**EXERCISE DETAILS**
Your response should consist of every line below, reproduced without alteration.

**Point localization data**
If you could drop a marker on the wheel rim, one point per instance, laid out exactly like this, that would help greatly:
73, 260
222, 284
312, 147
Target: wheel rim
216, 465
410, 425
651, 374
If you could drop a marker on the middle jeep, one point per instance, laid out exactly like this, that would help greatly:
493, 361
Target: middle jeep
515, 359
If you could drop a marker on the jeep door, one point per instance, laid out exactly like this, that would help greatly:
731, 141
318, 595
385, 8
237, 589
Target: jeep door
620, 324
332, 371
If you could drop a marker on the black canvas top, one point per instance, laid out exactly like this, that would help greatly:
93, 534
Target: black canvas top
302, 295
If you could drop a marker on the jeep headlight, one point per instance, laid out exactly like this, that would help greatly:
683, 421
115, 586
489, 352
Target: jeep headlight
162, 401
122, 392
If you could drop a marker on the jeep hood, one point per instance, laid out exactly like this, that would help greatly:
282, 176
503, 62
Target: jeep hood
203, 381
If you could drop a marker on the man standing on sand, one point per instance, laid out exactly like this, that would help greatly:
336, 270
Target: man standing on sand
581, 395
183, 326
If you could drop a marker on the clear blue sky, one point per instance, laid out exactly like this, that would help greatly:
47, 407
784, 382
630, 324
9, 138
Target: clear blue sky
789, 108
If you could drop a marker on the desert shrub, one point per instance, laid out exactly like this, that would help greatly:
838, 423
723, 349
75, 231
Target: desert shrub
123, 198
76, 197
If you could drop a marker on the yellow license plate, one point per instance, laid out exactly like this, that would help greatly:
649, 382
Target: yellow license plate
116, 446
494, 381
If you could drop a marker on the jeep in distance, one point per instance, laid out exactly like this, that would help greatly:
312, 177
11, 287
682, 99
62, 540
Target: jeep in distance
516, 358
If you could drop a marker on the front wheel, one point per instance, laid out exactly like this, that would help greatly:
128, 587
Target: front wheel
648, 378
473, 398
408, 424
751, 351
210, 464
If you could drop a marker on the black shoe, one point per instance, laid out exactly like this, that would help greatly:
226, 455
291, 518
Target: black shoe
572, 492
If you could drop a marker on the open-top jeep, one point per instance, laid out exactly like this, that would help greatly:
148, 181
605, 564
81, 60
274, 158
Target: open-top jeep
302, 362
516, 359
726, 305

**TASK SOLUTION**
If you could drop a marker on the wheel rim, one point per instance, laid out exactly like this, that would help greatly:
73, 260
222, 284
312, 147
Target: wheel rim
216, 465
410, 425
651, 374
If you could drop a marker on the middle jeep, one point per instance, laid out exactly like this, that would help greatly:
493, 361
Target: middle jeep
515, 359
If you could drop a marker on the jeep door, one point per instance, laid out exactly like this, that would help greatly:
731, 141
318, 595
385, 8
237, 589
Target: jeep door
620, 324
332, 371
If you could drop a marker on the black canvas top, one point per instance, laid out exactly like this, that would help greatly:
93, 534
Target: black canvas top
302, 295
If you could drop a marker on the jeep headlight, one point per instance, laid out exactly like this, that would help greatly:
683, 421
115, 586
489, 352
Target: jeep headlight
162, 401
122, 392
If you could drop a marker on the jeep hood, one point per instance, laid out exactly like this, that would help greatly:
282, 176
503, 62
Target: jeep hood
203, 381
If you could drop a marker on the man standing on sand, one point per instance, laid out exactly like this, that would help greatly:
336, 270
Target: man standing on sand
581, 395
183, 326
If you could drop a marker on the clear blue sky, one point per instance, laid out exactly like this, that would help greatly:
47, 407
784, 382
630, 324
9, 138
Target: clear blue sky
789, 108
If you could drop a marker on the desert shrub, one point per instance, laid out exactly like this, that would help greatly:
838, 423
723, 349
75, 231
Target: desert shrub
123, 198
76, 197
If you could drop a marker on the yellow license plate, one point per instance, laid out exactly like this, that would help greatly:
649, 382
Target: yellow license plate
116, 446
494, 381
If you could drop a marker on the jeep in distance, one point per instance, laid out exactly like this, that would help greatly:
312, 177
11, 287
682, 99
62, 540
Target: jeep in distance
516, 358
If you could drop a marker on the front wheel, one point per instance, laid out exactly like this, that would help greatly:
128, 587
Target: front wheel
648, 378
473, 398
408, 424
751, 351
210, 464
If you could drop a marker on the black shoe, one point per instance, laid out exactly like this, that would help greatly:
226, 455
291, 518
Target: black shoe
572, 492
If you could drop a marker on the open-top jeep, one point per instance, laid out exactly like this, that would help greatly:
148, 181
605, 564
81, 60
274, 158
Target: open-top jeep
302, 362
516, 359
726, 305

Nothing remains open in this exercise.